> _Exercise goal_: In the records below, find the line with "Target: white tarpaulin cover" and the line with "(format x=1414, y=205)". Print both exactly, along with every line between them, and no other line.

[Point localization data]
• • • • •
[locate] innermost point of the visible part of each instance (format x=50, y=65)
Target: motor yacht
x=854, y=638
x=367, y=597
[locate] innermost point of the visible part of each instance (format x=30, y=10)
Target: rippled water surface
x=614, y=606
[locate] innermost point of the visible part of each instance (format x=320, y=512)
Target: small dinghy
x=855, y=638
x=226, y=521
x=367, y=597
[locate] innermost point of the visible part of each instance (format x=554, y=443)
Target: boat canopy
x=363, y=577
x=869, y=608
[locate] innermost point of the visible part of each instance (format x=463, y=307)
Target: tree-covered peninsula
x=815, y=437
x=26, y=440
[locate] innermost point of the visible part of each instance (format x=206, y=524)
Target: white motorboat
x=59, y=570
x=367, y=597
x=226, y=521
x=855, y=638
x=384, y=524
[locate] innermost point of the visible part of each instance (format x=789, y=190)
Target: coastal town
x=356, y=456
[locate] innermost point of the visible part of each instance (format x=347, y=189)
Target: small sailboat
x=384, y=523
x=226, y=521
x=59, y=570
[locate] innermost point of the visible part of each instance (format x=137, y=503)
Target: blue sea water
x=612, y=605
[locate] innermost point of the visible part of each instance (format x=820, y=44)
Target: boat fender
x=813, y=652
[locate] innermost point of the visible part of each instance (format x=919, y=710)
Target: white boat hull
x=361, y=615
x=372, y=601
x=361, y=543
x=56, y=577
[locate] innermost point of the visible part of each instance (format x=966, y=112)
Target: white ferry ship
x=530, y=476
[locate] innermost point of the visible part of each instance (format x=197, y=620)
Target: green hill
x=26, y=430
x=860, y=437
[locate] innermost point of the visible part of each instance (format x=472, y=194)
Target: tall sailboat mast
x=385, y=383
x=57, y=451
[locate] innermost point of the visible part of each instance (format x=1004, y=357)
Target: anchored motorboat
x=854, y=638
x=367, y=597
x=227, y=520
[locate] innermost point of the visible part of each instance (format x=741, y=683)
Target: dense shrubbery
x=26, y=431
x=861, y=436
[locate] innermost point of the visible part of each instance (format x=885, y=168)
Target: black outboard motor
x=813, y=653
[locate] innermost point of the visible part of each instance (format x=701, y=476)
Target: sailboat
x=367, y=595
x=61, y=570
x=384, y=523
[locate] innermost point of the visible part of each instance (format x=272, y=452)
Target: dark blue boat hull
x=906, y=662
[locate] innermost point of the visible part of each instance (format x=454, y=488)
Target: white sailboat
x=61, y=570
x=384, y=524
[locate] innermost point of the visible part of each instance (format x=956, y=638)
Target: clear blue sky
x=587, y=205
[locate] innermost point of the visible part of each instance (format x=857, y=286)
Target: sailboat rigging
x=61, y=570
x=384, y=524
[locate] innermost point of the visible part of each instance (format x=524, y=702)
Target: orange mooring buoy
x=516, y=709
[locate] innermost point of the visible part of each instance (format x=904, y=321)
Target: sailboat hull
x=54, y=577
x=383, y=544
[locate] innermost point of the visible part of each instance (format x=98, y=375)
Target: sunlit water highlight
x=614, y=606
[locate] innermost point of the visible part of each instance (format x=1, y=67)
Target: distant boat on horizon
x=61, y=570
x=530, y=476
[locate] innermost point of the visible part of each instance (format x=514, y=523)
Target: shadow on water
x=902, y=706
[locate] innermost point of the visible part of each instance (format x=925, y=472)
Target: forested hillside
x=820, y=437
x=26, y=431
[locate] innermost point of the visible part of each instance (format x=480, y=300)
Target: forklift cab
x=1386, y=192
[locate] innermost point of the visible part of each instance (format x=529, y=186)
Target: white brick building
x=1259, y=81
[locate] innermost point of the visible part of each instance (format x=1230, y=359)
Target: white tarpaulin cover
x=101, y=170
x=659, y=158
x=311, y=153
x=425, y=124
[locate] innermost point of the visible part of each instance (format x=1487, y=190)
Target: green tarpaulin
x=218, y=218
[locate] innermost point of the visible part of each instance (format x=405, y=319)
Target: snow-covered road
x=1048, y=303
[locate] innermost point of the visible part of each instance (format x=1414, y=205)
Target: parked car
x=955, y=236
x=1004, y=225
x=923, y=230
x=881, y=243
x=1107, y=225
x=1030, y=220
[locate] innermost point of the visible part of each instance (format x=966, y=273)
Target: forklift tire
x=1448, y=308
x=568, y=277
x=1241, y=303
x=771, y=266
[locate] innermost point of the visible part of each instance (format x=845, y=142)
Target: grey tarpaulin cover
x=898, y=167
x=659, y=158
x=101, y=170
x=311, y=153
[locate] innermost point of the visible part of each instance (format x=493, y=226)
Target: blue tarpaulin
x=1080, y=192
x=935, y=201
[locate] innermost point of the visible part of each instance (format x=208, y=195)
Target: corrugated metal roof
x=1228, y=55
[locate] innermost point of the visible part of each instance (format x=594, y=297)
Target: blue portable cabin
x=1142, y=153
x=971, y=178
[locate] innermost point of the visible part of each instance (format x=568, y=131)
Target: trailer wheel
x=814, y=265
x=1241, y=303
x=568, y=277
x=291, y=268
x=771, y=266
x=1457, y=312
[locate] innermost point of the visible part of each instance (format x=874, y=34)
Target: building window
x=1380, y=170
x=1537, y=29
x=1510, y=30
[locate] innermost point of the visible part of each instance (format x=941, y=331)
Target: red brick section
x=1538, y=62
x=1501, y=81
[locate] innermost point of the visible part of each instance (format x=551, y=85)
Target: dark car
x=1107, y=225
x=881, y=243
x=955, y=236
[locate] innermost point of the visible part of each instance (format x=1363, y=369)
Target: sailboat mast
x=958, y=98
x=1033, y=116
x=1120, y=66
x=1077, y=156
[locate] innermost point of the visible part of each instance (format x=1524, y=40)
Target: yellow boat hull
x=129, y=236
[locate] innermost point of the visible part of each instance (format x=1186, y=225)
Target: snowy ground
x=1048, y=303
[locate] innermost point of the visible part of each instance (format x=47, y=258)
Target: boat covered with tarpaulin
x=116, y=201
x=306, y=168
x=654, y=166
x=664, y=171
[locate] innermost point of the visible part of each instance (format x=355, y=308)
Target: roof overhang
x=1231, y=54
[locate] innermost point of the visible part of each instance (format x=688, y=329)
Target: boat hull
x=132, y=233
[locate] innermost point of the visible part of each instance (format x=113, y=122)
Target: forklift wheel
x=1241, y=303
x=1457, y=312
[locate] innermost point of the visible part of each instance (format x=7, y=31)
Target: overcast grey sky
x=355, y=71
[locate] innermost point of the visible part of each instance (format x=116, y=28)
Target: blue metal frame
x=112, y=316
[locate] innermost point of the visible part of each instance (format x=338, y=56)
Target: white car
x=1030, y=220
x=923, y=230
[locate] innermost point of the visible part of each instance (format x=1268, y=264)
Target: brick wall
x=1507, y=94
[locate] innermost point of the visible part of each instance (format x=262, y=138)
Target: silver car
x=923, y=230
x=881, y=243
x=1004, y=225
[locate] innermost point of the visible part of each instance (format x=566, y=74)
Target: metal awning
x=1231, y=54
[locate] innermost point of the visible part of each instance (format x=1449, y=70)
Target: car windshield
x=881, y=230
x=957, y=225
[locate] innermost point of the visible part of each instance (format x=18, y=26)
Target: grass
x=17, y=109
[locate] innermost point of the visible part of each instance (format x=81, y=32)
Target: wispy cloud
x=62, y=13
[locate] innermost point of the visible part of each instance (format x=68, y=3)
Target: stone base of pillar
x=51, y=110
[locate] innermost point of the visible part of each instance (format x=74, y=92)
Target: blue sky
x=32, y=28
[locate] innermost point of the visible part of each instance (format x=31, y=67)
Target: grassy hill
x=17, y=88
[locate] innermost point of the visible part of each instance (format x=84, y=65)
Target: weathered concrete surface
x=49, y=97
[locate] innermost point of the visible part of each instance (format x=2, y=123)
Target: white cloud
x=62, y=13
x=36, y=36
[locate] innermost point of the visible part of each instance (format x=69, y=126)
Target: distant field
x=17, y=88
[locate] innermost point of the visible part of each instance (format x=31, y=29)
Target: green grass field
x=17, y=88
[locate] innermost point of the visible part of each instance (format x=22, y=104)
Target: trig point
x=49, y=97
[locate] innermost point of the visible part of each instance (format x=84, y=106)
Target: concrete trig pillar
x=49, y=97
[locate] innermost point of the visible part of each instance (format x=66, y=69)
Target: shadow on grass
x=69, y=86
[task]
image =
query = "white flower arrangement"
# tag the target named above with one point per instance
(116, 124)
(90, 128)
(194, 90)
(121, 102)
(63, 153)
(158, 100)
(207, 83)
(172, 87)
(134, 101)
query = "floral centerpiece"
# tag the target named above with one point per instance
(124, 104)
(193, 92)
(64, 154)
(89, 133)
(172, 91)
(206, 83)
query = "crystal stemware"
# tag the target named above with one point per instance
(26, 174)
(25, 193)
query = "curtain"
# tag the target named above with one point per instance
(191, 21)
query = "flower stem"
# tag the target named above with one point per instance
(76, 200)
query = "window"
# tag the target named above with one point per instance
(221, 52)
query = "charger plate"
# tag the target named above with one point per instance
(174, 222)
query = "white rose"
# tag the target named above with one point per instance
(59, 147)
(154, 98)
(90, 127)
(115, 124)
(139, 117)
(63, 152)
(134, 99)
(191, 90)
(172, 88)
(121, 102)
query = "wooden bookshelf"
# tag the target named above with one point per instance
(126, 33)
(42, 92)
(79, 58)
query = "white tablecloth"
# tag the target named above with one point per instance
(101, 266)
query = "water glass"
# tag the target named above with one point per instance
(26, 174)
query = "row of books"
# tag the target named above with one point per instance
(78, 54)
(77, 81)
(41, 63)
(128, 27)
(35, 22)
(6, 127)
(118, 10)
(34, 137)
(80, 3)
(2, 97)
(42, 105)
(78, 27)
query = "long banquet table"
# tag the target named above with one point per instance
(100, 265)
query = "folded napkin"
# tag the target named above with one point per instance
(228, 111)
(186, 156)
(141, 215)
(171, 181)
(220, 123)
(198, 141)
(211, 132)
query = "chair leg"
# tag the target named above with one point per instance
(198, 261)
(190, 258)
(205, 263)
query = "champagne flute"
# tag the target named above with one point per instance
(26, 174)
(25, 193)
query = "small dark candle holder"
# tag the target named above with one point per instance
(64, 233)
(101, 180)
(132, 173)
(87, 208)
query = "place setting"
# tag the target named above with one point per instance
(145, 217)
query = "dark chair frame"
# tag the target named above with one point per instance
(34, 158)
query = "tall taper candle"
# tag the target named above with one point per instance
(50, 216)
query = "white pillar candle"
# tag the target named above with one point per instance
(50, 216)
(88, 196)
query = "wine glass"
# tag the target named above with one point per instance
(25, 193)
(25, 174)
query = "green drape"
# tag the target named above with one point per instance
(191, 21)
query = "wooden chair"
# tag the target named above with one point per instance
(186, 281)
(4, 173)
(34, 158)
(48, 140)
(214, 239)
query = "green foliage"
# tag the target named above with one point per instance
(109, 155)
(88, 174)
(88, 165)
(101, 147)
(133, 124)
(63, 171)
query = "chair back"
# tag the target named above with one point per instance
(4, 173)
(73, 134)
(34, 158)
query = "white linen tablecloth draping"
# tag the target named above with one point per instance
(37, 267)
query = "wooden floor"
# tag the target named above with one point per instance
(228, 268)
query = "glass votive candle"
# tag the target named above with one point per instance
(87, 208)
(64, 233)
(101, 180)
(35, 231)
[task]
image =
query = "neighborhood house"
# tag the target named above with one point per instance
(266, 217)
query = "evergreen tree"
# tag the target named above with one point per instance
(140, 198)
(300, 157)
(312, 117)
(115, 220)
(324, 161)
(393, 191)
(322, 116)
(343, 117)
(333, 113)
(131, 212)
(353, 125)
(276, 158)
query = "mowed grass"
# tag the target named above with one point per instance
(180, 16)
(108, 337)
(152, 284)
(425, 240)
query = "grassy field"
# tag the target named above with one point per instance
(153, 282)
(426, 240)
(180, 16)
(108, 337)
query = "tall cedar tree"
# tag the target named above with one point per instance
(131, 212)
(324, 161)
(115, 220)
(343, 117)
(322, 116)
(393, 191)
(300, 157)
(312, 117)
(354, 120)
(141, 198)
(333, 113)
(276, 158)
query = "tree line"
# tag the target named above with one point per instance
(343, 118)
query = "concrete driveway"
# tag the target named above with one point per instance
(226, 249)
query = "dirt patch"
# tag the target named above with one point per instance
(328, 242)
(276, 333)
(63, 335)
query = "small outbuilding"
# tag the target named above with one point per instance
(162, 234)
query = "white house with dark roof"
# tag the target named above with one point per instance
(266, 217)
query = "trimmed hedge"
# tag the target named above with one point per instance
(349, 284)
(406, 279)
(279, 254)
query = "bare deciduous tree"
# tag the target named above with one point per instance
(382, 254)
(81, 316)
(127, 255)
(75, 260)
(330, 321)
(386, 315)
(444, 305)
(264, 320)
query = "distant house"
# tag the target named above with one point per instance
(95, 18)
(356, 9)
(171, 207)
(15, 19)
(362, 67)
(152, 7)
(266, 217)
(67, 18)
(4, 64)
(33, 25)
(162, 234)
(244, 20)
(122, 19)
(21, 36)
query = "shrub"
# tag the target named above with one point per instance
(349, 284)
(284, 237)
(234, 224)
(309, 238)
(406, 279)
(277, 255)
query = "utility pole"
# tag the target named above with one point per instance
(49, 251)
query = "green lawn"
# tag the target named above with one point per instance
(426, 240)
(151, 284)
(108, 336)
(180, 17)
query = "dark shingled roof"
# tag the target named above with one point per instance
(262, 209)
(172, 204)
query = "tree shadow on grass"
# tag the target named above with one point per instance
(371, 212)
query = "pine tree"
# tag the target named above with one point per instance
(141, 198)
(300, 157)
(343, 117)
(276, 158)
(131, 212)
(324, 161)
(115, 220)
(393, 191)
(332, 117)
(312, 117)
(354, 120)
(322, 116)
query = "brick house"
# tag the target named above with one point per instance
• • • • •
> _Finished exercise_:
Target: white tarpaulin cover
x=101, y=170
x=659, y=158
x=311, y=153
x=425, y=124
[locate] innermost point of the visible part of each instance (format x=1487, y=190)
Target: green tarpaulin
x=218, y=218
[locate] innermost point of the visible part of each instance (format x=405, y=319)
Target: snow-covered road
x=1048, y=303
[locate] innermost point of the visible part of each instance (format x=1414, y=205)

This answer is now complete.